Description of the task: List each line in the items below that contains the string "drop", and copy every such line in full. Case counts, so match uppercase and lowercase letters exactly.

Task data:
>>>>>

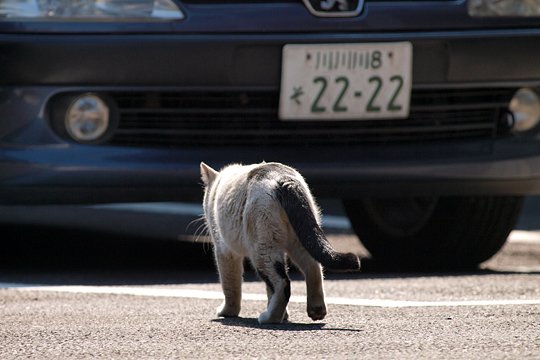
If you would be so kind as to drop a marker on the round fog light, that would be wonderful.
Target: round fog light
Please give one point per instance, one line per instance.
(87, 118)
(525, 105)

<<<<<
>>>>>

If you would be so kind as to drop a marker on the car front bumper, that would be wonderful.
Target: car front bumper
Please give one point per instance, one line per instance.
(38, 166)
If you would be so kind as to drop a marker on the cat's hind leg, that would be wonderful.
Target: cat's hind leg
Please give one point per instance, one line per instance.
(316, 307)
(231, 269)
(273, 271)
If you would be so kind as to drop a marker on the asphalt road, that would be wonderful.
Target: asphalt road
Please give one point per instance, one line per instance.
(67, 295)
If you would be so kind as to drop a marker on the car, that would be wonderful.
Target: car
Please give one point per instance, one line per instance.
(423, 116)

<<<<<
>>>>>

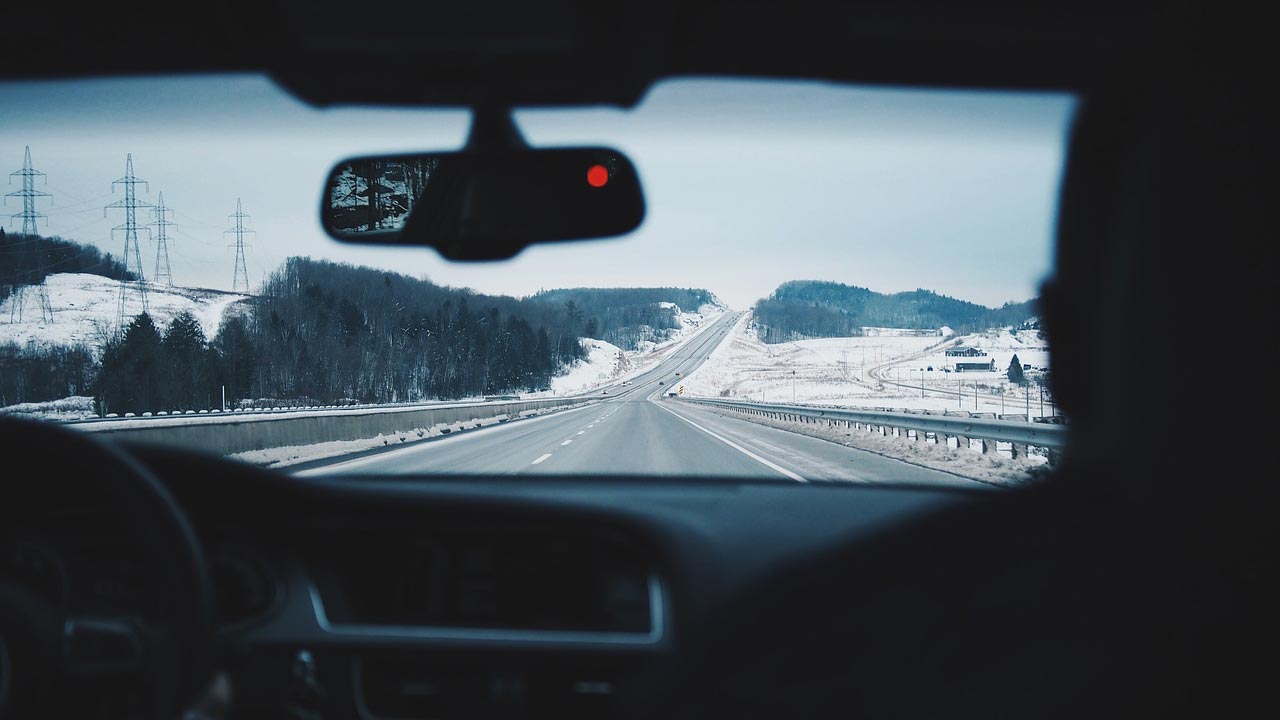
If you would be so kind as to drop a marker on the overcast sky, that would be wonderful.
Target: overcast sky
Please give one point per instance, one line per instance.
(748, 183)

<<<<<

Complete output:
If you would be so kind as to drop a marker on the round fog light, that would be wonderful.
If you would be so kind as to drop a marker on the car front bumper, that would be wonderful.
If you would be so kind as to drop a marker on the cat's hind leg, that would be wonderful.
If you would be so kind as to drop a marker on the asphalt road, that would be wonderful.
If you would be so kind as to drop a marker on the car, that would be wonderful.
If you would be so kind as to drop a marker on the overcast sky, that would be wonderful.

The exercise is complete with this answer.